Exercise material →
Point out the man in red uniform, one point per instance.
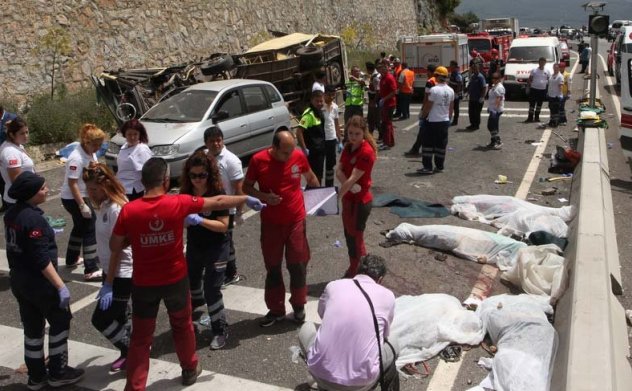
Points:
(278, 171)
(153, 225)
(388, 89)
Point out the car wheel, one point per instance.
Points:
(311, 57)
(334, 74)
(217, 64)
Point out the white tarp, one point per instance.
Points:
(487, 208)
(539, 270)
(468, 243)
(424, 325)
(525, 339)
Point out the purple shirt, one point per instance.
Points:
(345, 350)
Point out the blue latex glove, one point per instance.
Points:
(193, 219)
(64, 297)
(255, 203)
(105, 296)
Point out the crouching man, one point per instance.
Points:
(351, 351)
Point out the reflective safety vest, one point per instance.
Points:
(409, 79)
(355, 94)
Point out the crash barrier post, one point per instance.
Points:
(590, 321)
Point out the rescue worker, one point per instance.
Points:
(310, 134)
(437, 110)
(41, 294)
(354, 101)
(405, 83)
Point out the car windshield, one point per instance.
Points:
(481, 45)
(524, 54)
(187, 106)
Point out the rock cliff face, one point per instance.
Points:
(109, 34)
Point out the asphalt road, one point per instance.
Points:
(263, 355)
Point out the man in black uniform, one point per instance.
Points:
(40, 292)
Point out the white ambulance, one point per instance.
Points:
(436, 49)
(523, 57)
(625, 131)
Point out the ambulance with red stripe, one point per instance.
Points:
(523, 57)
(437, 49)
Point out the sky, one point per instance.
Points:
(544, 13)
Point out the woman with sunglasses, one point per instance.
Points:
(107, 197)
(133, 154)
(354, 174)
(208, 244)
(73, 198)
(13, 157)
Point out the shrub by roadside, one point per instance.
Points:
(59, 120)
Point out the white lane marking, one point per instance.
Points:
(96, 360)
(445, 374)
(612, 83)
(532, 169)
(236, 297)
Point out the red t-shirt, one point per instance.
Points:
(363, 159)
(154, 228)
(388, 85)
(283, 179)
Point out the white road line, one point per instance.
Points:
(163, 375)
(445, 374)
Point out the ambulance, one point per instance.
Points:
(438, 49)
(625, 131)
(523, 57)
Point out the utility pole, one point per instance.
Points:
(597, 25)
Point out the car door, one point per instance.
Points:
(260, 115)
(232, 119)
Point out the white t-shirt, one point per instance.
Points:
(496, 91)
(106, 217)
(130, 162)
(539, 78)
(555, 86)
(230, 170)
(77, 160)
(13, 156)
(318, 86)
(441, 96)
(330, 125)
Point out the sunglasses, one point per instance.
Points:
(202, 175)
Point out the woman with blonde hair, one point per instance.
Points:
(107, 196)
(13, 158)
(208, 243)
(73, 198)
(354, 174)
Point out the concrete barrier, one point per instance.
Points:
(593, 341)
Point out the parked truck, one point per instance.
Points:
(501, 26)
(437, 49)
(484, 42)
(288, 61)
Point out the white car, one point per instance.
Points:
(247, 111)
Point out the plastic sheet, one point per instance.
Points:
(486, 208)
(526, 342)
(539, 270)
(468, 243)
(424, 325)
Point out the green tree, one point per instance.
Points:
(55, 45)
(447, 7)
(464, 21)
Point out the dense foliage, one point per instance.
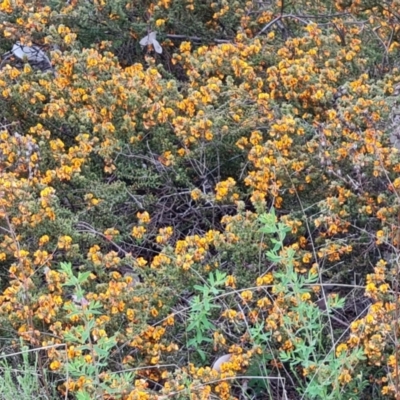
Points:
(217, 220)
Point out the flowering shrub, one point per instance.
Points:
(218, 218)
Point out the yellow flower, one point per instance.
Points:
(43, 240)
(55, 365)
(143, 217)
(64, 242)
(138, 232)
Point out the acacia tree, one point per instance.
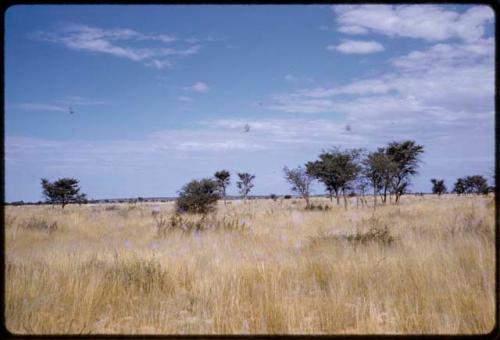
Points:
(337, 169)
(476, 184)
(62, 191)
(300, 181)
(406, 157)
(222, 178)
(245, 184)
(379, 168)
(324, 170)
(460, 186)
(438, 187)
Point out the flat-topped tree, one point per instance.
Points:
(337, 169)
(62, 191)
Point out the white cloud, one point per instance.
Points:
(352, 30)
(430, 93)
(60, 105)
(429, 22)
(159, 64)
(198, 87)
(357, 47)
(41, 107)
(116, 42)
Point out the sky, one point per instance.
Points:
(138, 100)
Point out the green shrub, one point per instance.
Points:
(39, 224)
(198, 197)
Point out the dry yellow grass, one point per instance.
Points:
(289, 271)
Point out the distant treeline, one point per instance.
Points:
(172, 199)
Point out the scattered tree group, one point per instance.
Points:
(388, 170)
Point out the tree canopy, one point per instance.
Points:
(62, 191)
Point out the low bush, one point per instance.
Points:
(197, 223)
(372, 235)
(39, 224)
(318, 207)
(198, 197)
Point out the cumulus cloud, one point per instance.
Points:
(443, 90)
(429, 22)
(198, 87)
(357, 47)
(117, 42)
(60, 105)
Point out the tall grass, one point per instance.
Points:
(425, 266)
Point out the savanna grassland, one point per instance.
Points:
(424, 266)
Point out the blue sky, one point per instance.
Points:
(161, 94)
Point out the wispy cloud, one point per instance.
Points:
(429, 22)
(198, 87)
(61, 104)
(117, 42)
(357, 47)
(41, 107)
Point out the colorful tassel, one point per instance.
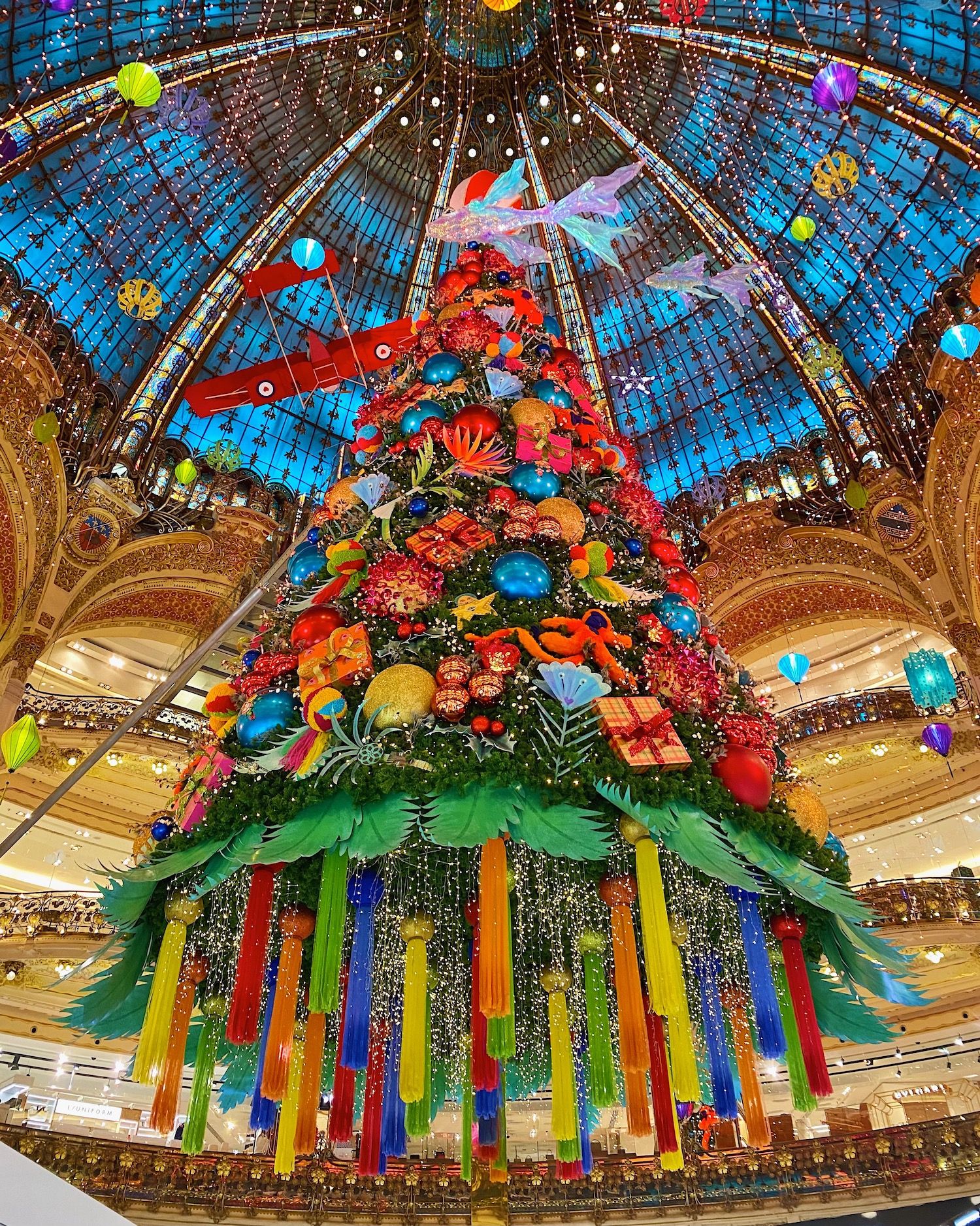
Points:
(148, 1067)
(602, 1091)
(790, 931)
(564, 1115)
(708, 967)
(264, 1110)
(163, 1112)
(661, 980)
(365, 893)
(310, 1090)
(768, 1023)
(289, 1116)
(296, 924)
(415, 932)
(243, 1016)
(753, 1108)
(214, 1009)
(328, 937)
(495, 929)
(665, 1111)
(802, 1096)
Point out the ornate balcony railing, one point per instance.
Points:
(105, 714)
(936, 1155)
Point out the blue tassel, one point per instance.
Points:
(264, 1110)
(365, 893)
(708, 967)
(394, 1139)
(772, 1037)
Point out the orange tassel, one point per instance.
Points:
(634, 1050)
(167, 1096)
(296, 924)
(495, 931)
(753, 1108)
(310, 1089)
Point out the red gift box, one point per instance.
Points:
(640, 732)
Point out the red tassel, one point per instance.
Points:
(243, 1014)
(370, 1159)
(790, 931)
(485, 1069)
(342, 1105)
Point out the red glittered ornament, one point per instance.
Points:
(314, 624)
(478, 419)
(745, 775)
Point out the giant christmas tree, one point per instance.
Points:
(487, 807)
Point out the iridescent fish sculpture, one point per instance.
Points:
(689, 279)
(491, 219)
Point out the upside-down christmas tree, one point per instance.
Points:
(487, 807)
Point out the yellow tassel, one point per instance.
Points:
(151, 1052)
(564, 1111)
(415, 933)
(289, 1111)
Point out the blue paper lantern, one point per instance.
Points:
(521, 575)
(535, 483)
(553, 395)
(304, 563)
(308, 253)
(930, 679)
(794, 666)
(442, 368)
(412, 418)
(960, 341)
(264, 715)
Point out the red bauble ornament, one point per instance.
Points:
(745, 775)
(478, 419)
(314, 624)
(665, 552)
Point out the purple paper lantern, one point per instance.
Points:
(834, 88)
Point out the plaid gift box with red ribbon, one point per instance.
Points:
(640, 731)
(449, 541)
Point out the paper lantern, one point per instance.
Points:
(930, 679)
(20, 742)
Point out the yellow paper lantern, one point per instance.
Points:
(20, 742)
(400, 694)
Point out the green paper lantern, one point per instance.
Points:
(20, 742)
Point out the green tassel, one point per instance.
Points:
(200, 1090)
(802, 1096)
(328, 938)
(602, 1091)
(466, 1128)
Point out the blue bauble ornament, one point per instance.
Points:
(535, 483)
(521, 574)
(261, 717)
(412, 418)
(304, 563)
(442, 368)
(553, 395)
(162, 829)
(419, 506)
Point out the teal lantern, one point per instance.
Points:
(930, 679)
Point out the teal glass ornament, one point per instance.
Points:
(264, 715)
(535, 483)
(521, 575)
(930, 679)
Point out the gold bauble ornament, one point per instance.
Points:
(806, 809)
(568, 515)
(532, 412)
(400, 694)
(340, 498)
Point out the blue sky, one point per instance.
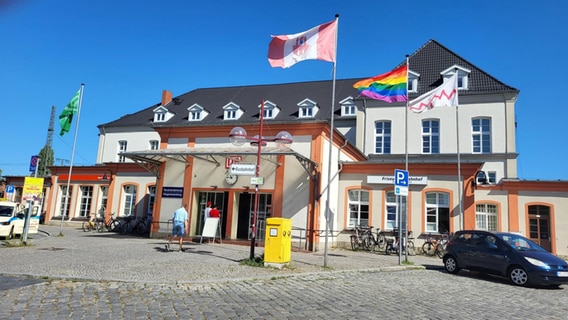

Action item → Give the data above again exactly. Leave the pictures out.

Result of this task →
Point out the man in red uniform, one point per instance.
Points:
(278, 171)
(153, 225)
(388, 89)
Point out the car wheel, one point per instance.
Points:
(311, 57)
(334, 74)
(217, 64)
Point out the white tarp, one point per instance.
Points:
(487, 208)
(539, 270)
(468, 243)
(424, 325)
(525, 339)
Point out the purple shirt, one point per instance.
Points:
(345, 350)
Point out the blue latex glove, one point per instance.
Points:
(193, 219)
(64, 297)
(255, 203)
(105, 296)
Point out the crouching man, one point per instance.
Points:
(351, 351)
Point out the reflective safety vest, one point per instance.
Points:
(409, 79)
(355, 94)
Point out the crash barrier post, one point per instance.
Points:
(590, 321)
Point out the rescue worker, one point per instance.
Points:
(310, 134)
(437, 110)
(41, 294)
(354, 101)
(405, 83)
Point out the car windshield, one point per instance.
Points:
(481, 45)
(524, 54)
(187, 106)
Point out the rock cliff face, one point per instance.
Points:
(109, 34)
Point out the asphalt road, one point per instance.
Points:
(263, 355)
Point out the man in black uniform, one point per instance.
Points:
(40, 292)
Point out the white ambulance, one point per instance.
Points:
(436, 49)
(523, 57)
(625, 131)
Point out the ambulance with red stripe, one point per instance.
Points:
(523, 57)
(437, 49)
Point out the sky, one point per instance.
Points:
(544, 13)
Point out the woman with sunglasses, one point per instance.
Points:
(107, 197)
(133, 154)
(354, 174)
(208, 244)
(73, 198)
(13, 157)
Point out the shrub by roadside, one point per instance.
Points:
(59, 120)
Point out the white lane marking, one point per instance.
Points:
(96, 360)
(445, 374)
(612, 83)
(532, 169)
(236, 297)
Point out the red t-shirt, one point per instance.
Points:
(363, 159)
(154, 228)
(388, 85)
(283, 179)
Point out the white road line, one point per instance.
Points:
(163, 375)
(445, 374)
Point out the ambulance, one point per instance.
Points:
(438, 49)
(625, 131)
(523, 57)
Point out the utility pole, one point per instance.
Points:
(597, 25)
Point out the car door, one point per instance.
Points:
(260, 115)
(232, 119)
Point out the white t-shirt, one point per instance.
Points:
(496, 91)
(106, 217)
(130, 162)
(539, 78)
(555, 86)
(230, 170)
(77, 160)
(13, 156)
(318, 86)
(441, 96)
(330, 125)
Point out the sunglasses, one point per instance.
Points:
(202, 175)
Point out the woman with blonde hair, one point per instance.
Points:
(107, 196)
(13, 158)
(208, 243)
(73, 198)
(354, 174)
Point out the concrete barrier, one point per instance.
Points:
(593, 341)
Point out the parked truck, one point per instance.
Points:
(501, 26)
(437, 49)
(484, 42)
(288, 61)
Point out the white car, one point per instance.
Points:
(247, 111)
Point out the plastic sheet, one point per instance.
Points:
(486, 208)
(526, 342)
(539, 270)
(468, 243)
(424, 325)
Point out the green tree, one point per instance.
Points:
(55, 45)
(447, 7)
(464, 21)
Point out the dense foliage, one point per instance.
Points:
(217, 220)
Point out the flowering shrub, one point per instance.
Points:
(218, 218)
Point out the yellow flower, one point per instance.
Points:
(43, 240)
(55, 365)
(143, 217)
(64, 242)
(138, 232)
Point out the acacia tree, one point per instance.
Points:
(337, 169)
(476, 184)
(62, 191)
(300, 181)
(406, 157)
(222, 178)
(245, 184)
(379, 168)
(324, 170)
(460, 186)
(438, 187)
Point out the flat-topped tree, one point per instance.
Points:
(337, 169)
(62, 191)
Point out the white cloud, one point per instance.
Points:
(352, 30)
(430, 93)
(60, 105)
(429, 22)
(159, 64)
(198, 87)
(357, 47)
(41, 107)
(116, 42)
Point out the sky, one point per instance.
Points:
(138, 100)
Point out the green shrub, one point per instance.
Points:
(39, 224)
(198, 197)
Point out the dry yellow grass, one point per instance.
Points:
(289, 271)
Point out the distant treeline, one point per instance.
Points:
(172, 199)
Point out the scattered tree group, one point per instance.
Points:
(388, 170)
Point out the tree canopy, one point per instance.
Points:
(62, 191)
Point out the low bush, one point per instance.
Points:
(197, 223)
(372, 235)
(39, 224)
(318, 207)
(198, 197)
Point out the cumulus cloud, one point per instance.
Points:
(443, 90)
(429, 22)
(198, 87)
(357, 47)
(117, 42)
(60, 105)
Point out the tall grass, one point per instance.
Points:
(425, 266)
Point out the savanna grassland, one point per instance.
Points:
(424, 266)
Point out the blue sky, one point per instance.
Points:
(161, 94)
Point out the wispy cloud, one point per instance.
Points:
(429, 22)
(198, 87)
(61, 104)
(117, 42)
(357, 47)
(41, 107)
Point out the colorful tassel, one point per instance.
Points:
(148, 1067)
(602, 1091)
(790, 931)
(564, 1115)
(708, 967)
(264, 1110)
(163, 1112)
(661, 980)
(365, 893)
(310, 1090)
(768, 1023)
(289, 1116)
(296, 924)
(415, 932)
(243, 1016)
(753, 1108)
(214, 1009)
(328, 937)
(495, 929)
(665, 1111)
(802, 1096)
Point out the ornate balcony railing, one point per instance.
Points:
(105, 714)
(936, 1155)
Point out the blue tassel, one point per instance.
Points:
(264, 1110)
(365, 893)
(708, 967)
(394, 1139)
(772, 1037)
Point out the orange tassel, one point per instance.
Points:
(634, 1050)
(167, 1096)
(296, 924)
(495, 931)
(753, 1108)
(310, 1089)
Point out the red gift box, one point per instance.
Points:
(640, 732)
Point out the red tassel, one point per instance.
Points:
(243, 1014)
(370, 1159)
(790, 931)
(485, 1069)
(342, 1105)
Point out the red glittered ornament, one point per instance.
Points:
(314, 624)
(478, 419)
(745, 775)
Point out the giant christmas tree, one point per instance.
Points:
(487, 807)
Point out the iridescent fish sculpture, one point per instance.
Points:
(689, 279)
(491, 219)
Point out the upside-down christmas tree, one point per instance.
Points:
(487, 807)
Point out the yellow tassel, one point per instance.
Points:
(151, 1052)
(564, 1111)
(415, 933)
(289, 1111)
Point out the blue paper lantern, one point per instance.
Points:
(521, 575)
(535, 483)
(553, 395)
(304, 563)
(308, 253)
(930, 679)
(794, 666)
(442, 368)
(412, 418)
(960, 341)
(264, 715)
Point out the red bauble ornament, one point per instance.
Points:
(745, 775)
(478, 419)
(314, 624)
(665, 552)
Point out the purple paper lantern, one point per instance.
Points:
(834, 88)
Point out the plaid gift box with red ribbon, one point per instance.
Points:
(640, 731)
(449, 541)
Point out the paper lantern, one point per instance.
Points:
(930, 679)
(20, 742)
Point out the yellow paper lantern, one point per instance.
Points:
(20, 742)
(400, 694)
Point out the green paper lantern, one point per instance.
Points:
(20, 742)
Point out the green tassel, one point per instance.
Points:
(200, 1090)
(802, 1096)
(328, 938)
(602, 1091)
(466, 1128)
Point out the blue bauble ornament, one point per instance.
Points:
(535, 483)
(521, 574)
(261, 717)
(412, 418)
(304, 563)
(442, 368)
(553, 395)
(162, 829)
(419, 506)
Point out the teal lantern, one point per instance.
Points:
(930, 679)
Point out the teal glass ornament, one point per instance.
Points:
(264, 715)
(535, 483)
(521, 575)
(930, 679)
Point out the gold bauble ornament, one point per instance.
Points:
(806, 809)
(568, 515)
(532, 412)
(400, 694)
(340, 498)
Point out the blue sky, one point per instance.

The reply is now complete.